* BEGIN ARTICLE *
United States Bankruptcy Court, D. Kansas
Nov 21, 2001
Case No. 99-41918 (Bankr. D. Kan. Nov. 21, 2001)

Opinion

Case No. 99-41918

November 21, 2001


ORDER ALLOWING IN PART AND DENYING IN PART DEBTORS' MOTION FOR APPROVAL OF FEES AND EXPENSES


The debtors' Motion for Approval of Fees and Expenses ("Motion"), filed September 12, 2001, and the objection of the standing chapter 12 trustee, Eric J. Rajala, first came before this Court on November 5, 2001, this Court's Topeka motions docket. David R. Klaassen appeared for the debtors and Eric J. Rajala appeared pro se. For the reasons set forth below, the Court grants in part and denies in part the Motion, and allows debtors' counsel an additional opportunity to be heard concerning those entries which the Court has questioned should counsel so desire. The balance of the Motion is granted and the fees allowed.

Debtors filed this Chapter 12 case on August 25, 1999 and applied to this Court to appoint David R. Klaassen as debtor in possession counsel on the same day. Debtors' application reflected that Mr. Klaassen would serve as counsel to the debtors and bill his time at $100.00 per hour. Mr. Klaassen conducts his solo law practice at Marquette, Kansas and is known to this Court as a capable and experienced agricultural insolvency law practitioner. In an order dated September 27, 1999, the Honorable Julie A. Robinson approved Mr. Klaassen's employment at this stated rate.

The provisions of the Bankruptcy Code clearly provide that the trustee or a debtor may employ professionals on any reasonable terms and conditions with the Court's approval. 11 U.S.C. § 328(a) . The Court has the latitude to allow a change in the terms of representation should the terms initially approved prove to be improvident in light of unanticipated developments. See In re Baroff, 105 F.3d 439 (9th Cir. 1997) (An award of fees is within the sound discretion of the court); In re Grosswiler Dairy, Inc., 257 B.R. 523, 528 (Bankr. D. Mont. 2000) (In ruling on a request for professional fees, bankruptcy court must consider whether professional exercised reasonable billing judgment.) Section 329(a) requires attorneys representing debtors to file statements of compensation paid and to be paid and § 329(b) provides that the Court may order that excessive compensation be refunded by the attorney to the estate. Section 330(a) provides that the Court may award fees which equate to reasonable compensation for actual and necessary services rendered by the estate's attorney as well as the reimbursement of necessary expenses. In particular, § 330(a)(3)(A) requires the court, in fixing an appropriate fee, to consider "all relevant factors" which include: (1) counsel's time spent; (2) the rates charged for such services; (3) whether the services were necessary to the administration or beneficial at the time they were rendered; (4) whether they were performed in a reasonable amount of time commensurate with the complexity, importance and nature of the problem; and (5) whether the compensation charged is reasonable based on the customary compensation charged by comparably skilled practitioners in non-bankruptcy cases. In considering Mr. Klaassen's Motion, the Court is guided by the foregoing principles as informed by its own experience, both as a practitioner and a judge.
* END ARTICLE *
* BEGIN ITEMS *
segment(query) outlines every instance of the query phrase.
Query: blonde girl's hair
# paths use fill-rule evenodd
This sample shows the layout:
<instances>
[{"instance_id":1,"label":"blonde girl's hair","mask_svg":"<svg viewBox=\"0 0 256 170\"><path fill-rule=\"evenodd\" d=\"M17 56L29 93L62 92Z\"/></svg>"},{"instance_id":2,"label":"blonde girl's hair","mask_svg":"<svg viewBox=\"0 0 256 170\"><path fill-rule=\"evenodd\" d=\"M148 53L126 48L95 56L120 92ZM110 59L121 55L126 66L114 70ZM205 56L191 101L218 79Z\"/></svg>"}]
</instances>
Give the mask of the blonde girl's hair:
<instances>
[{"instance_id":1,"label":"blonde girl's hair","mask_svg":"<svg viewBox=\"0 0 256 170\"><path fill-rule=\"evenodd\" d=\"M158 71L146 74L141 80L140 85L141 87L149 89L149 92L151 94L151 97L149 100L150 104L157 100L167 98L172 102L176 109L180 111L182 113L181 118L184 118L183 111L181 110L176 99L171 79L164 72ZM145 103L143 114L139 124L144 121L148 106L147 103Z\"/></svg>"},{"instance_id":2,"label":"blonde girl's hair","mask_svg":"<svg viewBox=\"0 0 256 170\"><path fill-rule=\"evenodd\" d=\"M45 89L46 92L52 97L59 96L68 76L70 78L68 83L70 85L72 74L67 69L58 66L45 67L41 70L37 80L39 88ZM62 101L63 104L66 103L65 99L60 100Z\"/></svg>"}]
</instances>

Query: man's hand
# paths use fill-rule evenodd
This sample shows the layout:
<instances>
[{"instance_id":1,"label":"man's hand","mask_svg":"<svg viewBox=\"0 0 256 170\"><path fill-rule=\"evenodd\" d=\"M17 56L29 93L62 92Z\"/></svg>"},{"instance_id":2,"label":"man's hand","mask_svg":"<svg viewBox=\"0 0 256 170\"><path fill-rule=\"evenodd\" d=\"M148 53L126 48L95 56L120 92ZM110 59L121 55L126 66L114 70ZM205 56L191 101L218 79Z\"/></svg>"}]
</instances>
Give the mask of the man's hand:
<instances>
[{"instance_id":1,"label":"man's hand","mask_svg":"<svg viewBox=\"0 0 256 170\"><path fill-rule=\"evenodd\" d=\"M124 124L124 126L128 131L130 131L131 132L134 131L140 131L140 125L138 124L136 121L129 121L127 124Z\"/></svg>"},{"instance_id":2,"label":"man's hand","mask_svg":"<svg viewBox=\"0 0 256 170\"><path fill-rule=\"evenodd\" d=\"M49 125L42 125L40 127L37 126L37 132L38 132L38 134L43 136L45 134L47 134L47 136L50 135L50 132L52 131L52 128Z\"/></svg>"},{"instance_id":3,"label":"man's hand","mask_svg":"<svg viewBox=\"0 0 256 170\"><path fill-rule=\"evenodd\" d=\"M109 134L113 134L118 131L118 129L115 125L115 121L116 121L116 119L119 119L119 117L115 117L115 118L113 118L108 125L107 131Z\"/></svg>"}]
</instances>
* END ITEMS *
## YOUR TASKS:
- 1) Answer these from the bankruptcy court order:
(a) What hourly rate did the debtors' application say Mr. Klaassen would bill?
(b) In what town does Mr. Klaassen run his solo law practice?
(c) On what date did the Motion first come before the Court?
- 2) Write out everything in the bankruptcy court order from "The debtors' Motion" down to "the fees allowed.", swapping "Topeka" for "Wichita".
- 3) Pick up the bankruptcy court order after its last sentence and keep writing it.

## ANSWERS BY TASK:
- 1)
(a) $100.00 per hour
(b) Marquette, Kansas
(c) November 5, 2001

- 2)
The debtors' Motion for Approval of Fees and Expenses ("Motion"), filed September 12, 2001, and the objection of the standing chapter 12 trustee, Eric J. Rajala, first came before this Court on November 5, 2001, this Court's Wichita motions docket. David R. Klaassen appeared for the debtors and Eric J. Rajala appeared pro se. For the reasons set forth below, the Court grants in part and denies in part the Motion, and allows debtors' counsel an additional opportunity to be heard concerning those entries which the Court has questioned should counsel so desire. The balance of the Motion is granted and the fees allowed.

- 3)
All subsequent references are to the Bankruptcy Code.

The Trustee's objections fall into two categories: one concerning the amount of time expended and claimed for by Mr. Klaassen in the performance of certain activities in the case and the other concerning Mr. Klaassen's driving pleadings from Marquette to Topeka and charging for the time, albeit at half his ordinary rate.

The Trustee's objections relative to time spent and charged are specific. First, the Trustee questions the amount of time spent by Mr. Klaassen in preparation of the schedules and statement of affairs. He calls out a specific entry for September 27, 1999 which details a review of all documents and other relevant materials to "completely finalize" the schedules and charges 18 hours. The Court notes that, in the days preceding, counsel spent another 13 hours apparently devoted to the schedules. The Court has reviewed the schedules which run to 37 pages, but which do not appear extraordinarily complex. The Court notes, however, the thoroughness and attention to detail with which these schedules have been prepared, something this Court wishes to encourage rather than sanction. Mr. Klaassen did advise the Court that these debtors came to him with their affairs in some considerable degree of disorder and that they required extensive legal counseling in the course of this case.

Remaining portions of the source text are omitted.